*What you are asked to do*
Convert every item below into a two-column CSV with the headers "prompt" and "response." Give one row per item, put each field in double quotes with its line breaks replaced by spaces, and omit the pictures.

(Pointing dataset items)
•••

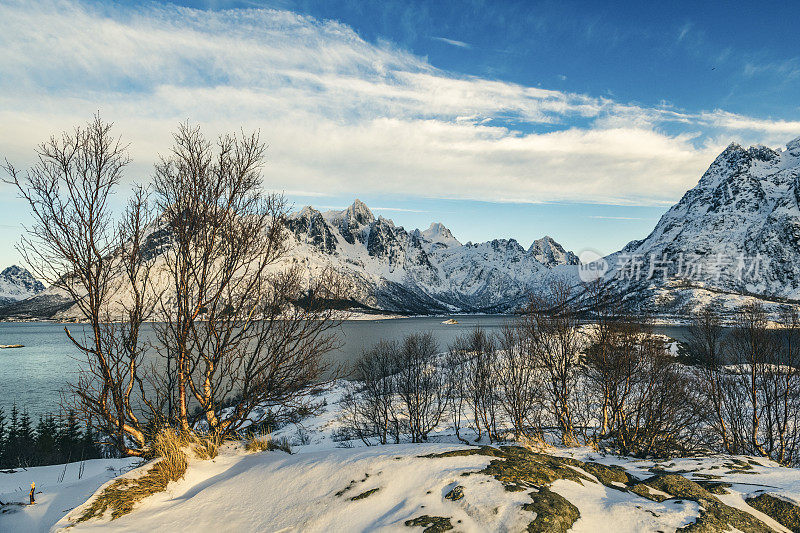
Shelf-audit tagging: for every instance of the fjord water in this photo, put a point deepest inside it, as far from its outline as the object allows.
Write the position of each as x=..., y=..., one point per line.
x=33, y=376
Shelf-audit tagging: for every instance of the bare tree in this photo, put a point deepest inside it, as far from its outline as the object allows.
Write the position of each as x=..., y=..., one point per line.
x=551, y=331
x=238, y=332
x=603, y=303
x=75, y=246
x=371, y=405
x=520, y=382
x=421, y=386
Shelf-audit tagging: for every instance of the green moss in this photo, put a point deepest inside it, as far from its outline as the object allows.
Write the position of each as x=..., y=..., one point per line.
x=455, y=494
x=715, y=487
x=365, y=494
x=714, y=515
x=708, y=476
x=785, y=513
x=432, y=524
x=554, y=513
x=482, y=450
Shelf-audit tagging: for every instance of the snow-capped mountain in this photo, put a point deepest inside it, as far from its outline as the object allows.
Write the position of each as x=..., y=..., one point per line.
x=16, y=283
x=386, y=268
x=737, y=231
x=423, y=271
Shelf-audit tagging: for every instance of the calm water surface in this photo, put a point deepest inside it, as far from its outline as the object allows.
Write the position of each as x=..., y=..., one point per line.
x=32, y=376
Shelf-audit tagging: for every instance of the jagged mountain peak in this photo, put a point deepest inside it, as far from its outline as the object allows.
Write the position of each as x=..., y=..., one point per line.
x=793, y=147
x=548, y=252
x=737, y=230
x=438, y=233
x=359, y=212
x=16, y=283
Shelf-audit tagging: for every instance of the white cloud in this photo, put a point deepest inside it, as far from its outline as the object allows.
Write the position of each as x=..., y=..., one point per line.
x=452, y=42
x=341, y=115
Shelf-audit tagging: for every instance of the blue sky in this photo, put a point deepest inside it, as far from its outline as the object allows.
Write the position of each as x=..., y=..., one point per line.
x=580, y=120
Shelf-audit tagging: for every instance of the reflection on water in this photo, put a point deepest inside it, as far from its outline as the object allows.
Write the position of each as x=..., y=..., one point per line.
x=32, y=376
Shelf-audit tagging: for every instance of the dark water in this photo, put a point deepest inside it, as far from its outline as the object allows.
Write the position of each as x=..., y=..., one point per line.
x=32, y=376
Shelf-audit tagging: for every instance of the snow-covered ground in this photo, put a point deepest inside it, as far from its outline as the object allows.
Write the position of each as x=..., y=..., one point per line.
x=329, y=485
x=59, y=488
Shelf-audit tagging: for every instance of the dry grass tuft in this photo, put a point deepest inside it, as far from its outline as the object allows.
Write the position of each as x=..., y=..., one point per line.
x=534, y=444
x=123, y=494
x=260, y=442
x=206, y=447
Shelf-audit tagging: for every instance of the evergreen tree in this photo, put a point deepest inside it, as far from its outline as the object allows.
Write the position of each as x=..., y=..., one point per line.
x=11, y=451
x=69, y=438
x=2, y=435
x=26, y=441
x=46, y=450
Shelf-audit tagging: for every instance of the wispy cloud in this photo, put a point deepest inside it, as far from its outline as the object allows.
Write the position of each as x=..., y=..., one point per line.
x=615, y=218
x=453, y=42
x=341, y=115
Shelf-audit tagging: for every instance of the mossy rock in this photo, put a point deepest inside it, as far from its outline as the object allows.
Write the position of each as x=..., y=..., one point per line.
x=715, y=487
x=708, y=476
x=554, y=513
x=610, y=476
x=521, y=467
x=482, y=450
x=432, y=524
x=365, y=494
x=455, y=494
x=714, y=515
x=785, y=513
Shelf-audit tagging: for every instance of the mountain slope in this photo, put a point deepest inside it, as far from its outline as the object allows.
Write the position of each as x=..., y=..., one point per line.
x=423, y=271
x=16, y=284
x=736, y=231
x=384, y=267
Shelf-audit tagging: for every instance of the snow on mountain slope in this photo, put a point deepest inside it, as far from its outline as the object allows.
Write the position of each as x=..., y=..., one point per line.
x=737, y=231
x=384, y=267
x=16, y=283
x=423, y=271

•••

*Written response*
prompt,response
"Shelf-audit tagging: for every instance of the fjord water in this photo, put a point deepest inside it, as far from its outline as the object allows. Write the position of each as x=..., y=..., one point per line.","x=33, y=376"
"Shelf-audit tagging: for every instance of the bare tree in this photo, put a point deepest inside it, as far from its outline as the object allows. Write the position of each as x=..., y=..., one point per line.","x=551, y=331 x=238, y=332 x=603, y=303 x=75, y=246 x=371, y=405 x=520, y=382 x=421, y=386"
"Shelf-audit tagging: for every instance of the green moss in this photo, put a point deepest inside it, as far from its outline as the object allows. Write the position of each as x=..., y=..., one point per line.","x=455, y=494 x=715, y=487 x=365, y=494 x=714, y=515 x=708, y=476 x=785, y=513 x=432, y=524 x=554, y=513 x=482, y=450"
"Shelf-audit tagging: for every instance of the snow-capped mountain in this photo, put a point deepest inside it, as far from its outline as the object allows. Write the position of each as x=..., y=..., one point per line.","x=16, y=283 x=386, y=268 x=737, y=231 x=423, y=271"
"Shelf-audit tagging: for every instance of the calm water surface in this photo, put a point deepest inside it, as far from its outline as the object allows. Write the position of each as x=..., y=..., one point per line.","x=32, y=376"
"Shelf-audit tagging: for every instance of the jagged mountain peak in this photo, put a point deepest inside it, as far from its outline as the object allows. Write the position of each as x=..., y=..., one point per line.","x=793, y=147 x=548, y=252 x=737, y=230 x=438, y=233 x=359, y=212 x=16, y=283"
"Shelf-audit tagging: for every instance of the white cloud in this photo, put a point deepest inside it, as far from its outline as the object allows. Write the position of each as x=..., y=..., one point per line.","x=452, y=42 x=341, y=115"
"Shelf-audit tagging: for every instance of the blue sky in this photo, put a point deepest inside it, as far from its outline as the object allows. Write the position of each as x=..., y=..., one point per line.","x=580, y=120"
"Shelf-audit tagging: for every instance of the reflection on water in this photo, put a point deepest inside it, as far from its outline as the object allows. Write the position of each as x=..., y=..., one point per line.","x=32, y=376"
"Shelf-audit tagging: for every instance of the dark water in this photo, put a point deepest inside it, as far from its outline as the object allows. Write the position of each as x=..., y=..., one point per line.","x=32, y=376"
"Shelf-audit tagging: for every instance of the snow-covered ground in this photo, put a point deepest inside it, as far from its outline as the object allows. Write the position of each as x=..., y=..., one point per line.","x=329, y=485 x=59, y=488"
"Shelf-audit tagging: for every instance of the dry grass tuft in this photo, put a point deepest inside it, as far from its outline as the object allows. Write the position of each as x=..., y=..., one point per line.","x=534, y=444 x=123, y=494 x=260, y=442 x=206, y=447"
"Shelf-audit tagging: for every instance of the evergreen tree in this photo, put a point deepest inside it, as far from its outline as the object allows. Write the position of each as x=..., y=..., one point per line.","x=11, y=451 x=69, y=438 x=2, y=435 x=26, y=441 x=46, y=450"
"Shelf-audit tagging: for every instance of the wispy cloud in this photo, put a point deepest inside it, as far from its outline as the object allows. Write the position of each as x=..., y=..., one point per line.","x=615, y=218 x=453, y=42 x=341, y=115"
"Shelf-audit tagging: for every instance of the mossy rock in this photo, put a point deepest inside it, as far from its outline as the object allows. Write the position of each as x=..., y=..., one point per line.","x=715, y=487 x=708, y=476 x=554, y=513 x=610, y=476 x=521, y=467 x=482, y=450 x=432, y=524 x=365, y=494 x=455, y=494 x=714, y=515 x=785, y=513"
"Shelf-audit tagging: for every instance of the mountain slope in this photo, put a point deepest inside it, as far from its outline as the object allows. Write the position of each as x=..., y=..., one point per line.","x=423, y=271 x=16, y=284 x=736, y=231 x=384, y=267"
"Shelf-audit tagging: for every instance of the snow on mountain slope in this photo, put a point deepest inside it, as far from its outline as the object allows. Write the position of each as x=..., y=..., one point per line.","x=737, y=231 x=384, y=267 x=16, y=283 x=423, y=271"